Selected excerpt
= = = =

Because of this, doctors often recommend that herpes patients undergo what is called suppressive antiviral therapy.

This type of drug therapy reduces the intensity and recurrence of genital herpes by 70- 80% in people who have frequent episodes of the disease. Some patients report not ever having another symptom of genital herpes again.

Zovirax (acyclovir) has been proven to be safe and effective for up to six years of use, while Famvir (famciclovir) and Valtrex (valacyclovir) have been proven to be safe and effective for up to one year.

Quality of life is reported to be better with suppressive therapy rather than with using the antiviral drugs only during outbreaks, according to the Centers for Disease Control and Prevention.

Suppressive therapy should be considered to be a part of an overall protocol to treat genital herpes. Couples should still use condoms during all sexual activity and should refrain from sex during outbreaks.

= = = =

Point-per-instance localization data
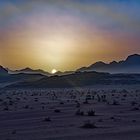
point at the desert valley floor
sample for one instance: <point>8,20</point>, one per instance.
<point>92,113</point>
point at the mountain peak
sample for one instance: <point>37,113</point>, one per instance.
<point>3,70</point>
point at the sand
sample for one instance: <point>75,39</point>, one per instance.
<point>61,114</point>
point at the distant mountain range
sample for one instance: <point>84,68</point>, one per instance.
<point>130,65</point>
<point>128,72</point>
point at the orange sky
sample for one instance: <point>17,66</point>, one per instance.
<point>66,35</point>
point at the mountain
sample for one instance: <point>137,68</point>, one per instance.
<point>30,71</point>
<point>130,65</point>
<point>3,71</point>
<point>79,79</point>
<point>38,71</point>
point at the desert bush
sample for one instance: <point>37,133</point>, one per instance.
<point>88,125</point>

= = = =

Problem to solve
In the text on suppressive herpes therapy, retype the portion that begins at the words "This type of" and stops after "to one year.".

Task result
This type of drug therapy reduces the intensity and recurrence of genital herpes by 70- 80% in people who have frequent episodes of the disease. Some patients report not ever having another symptom of genital herpes again.

Zovirax (acyclovir) has been proven to be safe and effective for up to six years of use, while Famvir (famciclovir) and Valtrex (valacyclovir) have been proven to be safe and effective for up to one year.